- **Set problem**
Could you pull every line of text out of the listing below and reproduce it word for word, leaving the pictures out?

- **Input for this task**
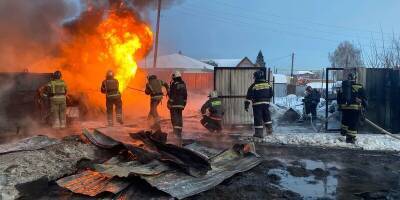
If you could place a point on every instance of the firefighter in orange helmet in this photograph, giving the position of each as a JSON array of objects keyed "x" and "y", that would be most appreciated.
[
  {"x": 56, "y": 90},
  {"x": 110, "y": 87}
]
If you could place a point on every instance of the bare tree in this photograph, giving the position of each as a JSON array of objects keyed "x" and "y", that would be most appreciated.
[
  {"x": 346, "y": 55},
  {"x": 384, "y": 56}
]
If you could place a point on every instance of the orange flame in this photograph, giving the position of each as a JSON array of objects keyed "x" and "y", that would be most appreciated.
[{"x": 124, "y": 38}]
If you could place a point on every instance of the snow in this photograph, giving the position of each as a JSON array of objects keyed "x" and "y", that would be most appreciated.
[
  {"x": 299, "y": 134},
  {"x": 280, "y": 78},
  {"x": 364, "y": 141},
  {"x": 224, "y": 62},
  {"x": 177, "y": 61},
  {"x": 320, "y": 85},
  {"x": 303, "y": 72}
]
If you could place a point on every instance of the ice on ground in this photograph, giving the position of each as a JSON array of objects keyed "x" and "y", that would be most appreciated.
[{"x": 364, "y": 141}]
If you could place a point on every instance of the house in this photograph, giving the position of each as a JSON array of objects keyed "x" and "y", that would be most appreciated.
[
  {"x": 245, "y": 62},
  {"x": 198, "y": 75},
  {"x": 280, "y": 83}
]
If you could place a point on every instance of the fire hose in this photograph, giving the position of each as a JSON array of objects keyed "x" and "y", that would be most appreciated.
[{"x": 381, "y": 129}]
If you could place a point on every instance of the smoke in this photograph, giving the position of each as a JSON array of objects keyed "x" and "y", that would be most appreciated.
[{"x": 31, "y": 31}]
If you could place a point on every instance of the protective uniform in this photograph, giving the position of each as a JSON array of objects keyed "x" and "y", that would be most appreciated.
[
  {"x": 351, "y": 100},
  {"x": 311, "y": 101},
  {"x": 177, "y": 102},
  {"x": 57, "y": 91},
  {"x": 212, "y": 121},
  {"x": 154, "y": 89},
  {"x": 260, "y": 94},
  {"x": 110, "y": 87}
]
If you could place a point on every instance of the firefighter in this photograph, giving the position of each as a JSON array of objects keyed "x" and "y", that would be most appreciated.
[
  {"x": 260, "y": 94},
  {"x": 212, "y": 121},
  {"x": 154, "y": 89},
  {"x": 56, "y": 90},
  {"x": 110, "y": 87},
  {"x": 176, "y": 103},
  {"x": 311, "y": 101},
  {"x": 351, "y": 99}
]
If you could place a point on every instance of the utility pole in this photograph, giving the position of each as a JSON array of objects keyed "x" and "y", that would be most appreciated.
[
  {"x": 157, "y": 34},
  {"x": 291, "y": 71}
]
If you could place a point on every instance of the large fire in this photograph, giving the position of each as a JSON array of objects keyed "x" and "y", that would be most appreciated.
[{"x": 126, "y": 41}]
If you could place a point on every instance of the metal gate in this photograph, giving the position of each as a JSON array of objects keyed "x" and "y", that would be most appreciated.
[{"x": 231, "y": 85}]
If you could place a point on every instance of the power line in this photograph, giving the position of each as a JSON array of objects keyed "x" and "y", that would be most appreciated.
[{"x": 305, "y": 21}]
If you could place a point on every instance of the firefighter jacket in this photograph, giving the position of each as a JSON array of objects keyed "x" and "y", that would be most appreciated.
[
  {"x": 312, "y": 97},
  {"x": 154, "y": 88},
  {"x": 110, "y": 87},
  {"x": 214, "y": 107},
  {"x": 357, "y": 101},
  {"x": 260, "y": 92},
  {"x": 177, "y": 94},
  {"x": 56, "y": 89}
]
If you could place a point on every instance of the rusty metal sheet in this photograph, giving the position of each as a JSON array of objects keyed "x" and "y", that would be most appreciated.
[
  {"x": 225, "y": 165},
  {"x": 100, "y": 139},
  {"x": 119, "y": 168},
  {"x": 29, "y": 144},
  {"x": 92, "y": 183},
  {"x": 203, "y": 150}
]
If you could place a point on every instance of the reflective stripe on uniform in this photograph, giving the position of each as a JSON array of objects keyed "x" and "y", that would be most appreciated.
[
  {"x": 261, "y": 102},
  {"x": 112, "y": 95},
  {"x": 177, "y": 106},
  {"x": 216, "y": 103},
  {"x": 350, "y": 107},
  {"x": 157, "y": 97},
  {"x": 215, "y": 118},
  {"x": 58, "y": 97},
  {"x": 261, "y": 86}
]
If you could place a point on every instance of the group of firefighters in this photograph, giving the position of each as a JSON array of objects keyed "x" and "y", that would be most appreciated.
[{"x": 351, "y": 99}]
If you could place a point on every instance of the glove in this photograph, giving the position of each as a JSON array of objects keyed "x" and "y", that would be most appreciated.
[{"x": 246, "y": 106}]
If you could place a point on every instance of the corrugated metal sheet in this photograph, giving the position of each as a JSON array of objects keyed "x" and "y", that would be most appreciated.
[
  {"x": 280, "y": 89},
  {"x": 232, "y": 85}
]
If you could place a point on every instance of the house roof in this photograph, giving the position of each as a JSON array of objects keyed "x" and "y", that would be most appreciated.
[
  {"x": 176, "y": 61},
  {"x": 303, "y": 72},
  {"x": 225, "y": 62},
  {"x": 228, "y": 62},
  {"x": 280, "y": 78}
]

- **Answer to the task**
If you could place a point on every instance of the firefighter in orange helmet in this photograph, giving the position of each as a JSON array of objects keyed "x" and "y", that would be most appreciated.
[
  {"x": 56, "y": 90},
  {"x": 110, "y": 87}
]
If you could place a point on every instance of the bare tree in this photograph, giving the position of each as a JSON array of objects keyed "x" and "y", that would be most appreciated.
[
  {"x": 346, "y": 55},
  {"x": 384, "y": 56}
]
If you could place a point on every instance of the orange flame in this photograph, giving the position of each as a JSON array of objects keyed "x" and "y", that would be most appreciated.
[{"x": 124, "y": 38}]
If you could place a point on every instance of the snow in this photograph, giving the position of each as a JSON array of objects keyed "x" and "y", that would be most appreciated.
[
  {"x": 299, "y": 134},
  {"x": 280, "y": 78},
  {"x": 364, "y": 141},
  {"x": 224, "y": 62},
  {"x": 177, "y": 61},
  {"x": 320, "y": 85},
  {"x": 303, "y": 72}
]
If you could place a point on every instance of the ice on ground in this photograph, giving the position of each as a JSON array of objects keyed "x" and "y", that would be most appreciated.
[{"x": 364, "y": 141}]
If you could place a point on every instance of the house in this photograph, giving the position of each as a JSON array of objects keyed "x" and "y", that would be most appreciated.
[
  {"x": 245, "y": 62},
  {"x": 198, "y": 75},
  {"x": 280, "y": 83}
]
If you could place a point on every instance of the fire hose in this photograph, giving the position of each as a JSON array of objects keyed "x" and "y", that would be most appreciated.
[{"x": 381, "y": 129}]
If you could place a point on every instance of the smoke in this photograph, giving the position of each as a JSON array of objects keyed "x" and "y", that would be most appreciated.
[{"x": 31, "y": 31}]
If you could place a point on every instance of the protective uniform in this photograph, giving the position of each as a JSON array of objects keyed "x" and "y", that would be most appreciated.
[
  {"x": 351, "y": 100},
  {"x": 311, "y": 101},
  {"x": 177, "y": 102},
  {"x": 57, "y": 91},
  {"x": 212, "y": 121},
  {"x": 154, "y": 89},
  {"x": 260, "y": 94},
  {"x": 110, "y": 87}
]
If you could place a point on every instance of the firefighter in this photograph, giving the position of each as a JSON array of objects keyed "x" and "y", that would be most appreciated.
[
  {"x": 260, "y": 94},
  {"x": 212, "y": 121},
  {"x": 154, "y": 89},
  {"x": 56, "y": 90},
  {"x": 110, "y": 87},
  {"x": 176, "y": 103},
  {"x": 311, "y": 101},
  {"x": 351, "y": 99}
]
If you could place a point on every instance of the utility pole in this photograph, giving the position of each as a JSON array of objects keyed "x" and "y", that would be most appreciated.
[
  {"x": 157, "y": 34},
  {"x": 291, "y": 71}
]
If you could place a point on every instance of the large fire in this photograph, giving the position of each as a JSON array of objects keyed "x" and "y", that would be most appreciated.
[{"x": 126, "y": 41}]
If you could place a point on every instance of the metal gate in this photograph, giving the position of each as a JSON array of objects keyed "x" and "y", that would be most appreciated.
[{"x": 231, "y": 85}]
If you could place a point on every instance of the power line in this photograph, giving the position of each as a JSON array of objects keyed "x" and "y", that would be most appreciated.
[{"x": 305, "y": 21}]
If you could place a point on every instance of the firefighter jacket in this photograph, giving the position of each as a JSON array of objects keyed "x" and "y", that would be most appreciated.
[
  {"x": 312, "y": 97},
  {"x": 154, "y": 88},
  {"x": 110, "y": 87},
  {"x": 214, "y": 107},
  {"x": 357, "y": 101},
  {"x": 260, "y": 92},
  {"x": 177, "y": 94},
  {"x": 56, "y": 89}
]
If you could place a point on every instance of the rusty metal sheet in this photograph, giving the position of each as a JSON array of objects keyed "x" and "y", that would be most appreciated.
[
  {"x": 225, "y": 165},
  {"x": 100, "y": 139},
  {"x": 119, "y": 168},
  {"x": 29, "y": 144},
  {"x": 92, "y": 183},
  {"x": 203, "y": 150}
]
If you could place a point on every instance of the reflective stripe on uniform in this photograph, giving the position of each as a JSON array of objects keyed "x" and "y", that would be most appreciated.
[
  {"x": 261, "y": 102},
  {"x": 112, "y": 95},
  {"x": 177, "y": 106},
  {"x": 216, "y": 103},
  {"x": 350, "y": 107},
  {"x": 157, "y": 97},
  {"x": 215, "y": 118},
  {"x": 58, "y": 97},
  {"x": 261, "y": 86}
]
If you could place a point on every instance of the group of firefighters in this photograph, giving the position of each as a JSON array of objects keyed "x" and "y", that would be most appreciated.
[{"x": 351, "y": 99}]
If you could place a point on every instance of the glove in this photograph, giving the position of each as a JSON array of objects keyed "x" and "y", that would be most appreciated.
[{"x": 246, "y": 106}]
If you could place a point on every instance of the corrugated metal sheet in this photograph, giving the position of each as a JSON array of objects keyed "x" and "y", that would be most appreciated.
[
  {"x": 280, "y": 89},
  {"x": 232, "y": 85}
]
If you could place a point on every instance of the house roof in this photograph, giving the position of each as a JSON array of objects keyed "x" and "y", that would be most appreciated.
[
  {"x": 176, "y": 61},
  {"x": 303, "y": 72},
  {"x": 225, "y": 62},
  {"x": 228, "y": 62},
  {"x": 280, "y": 78}
]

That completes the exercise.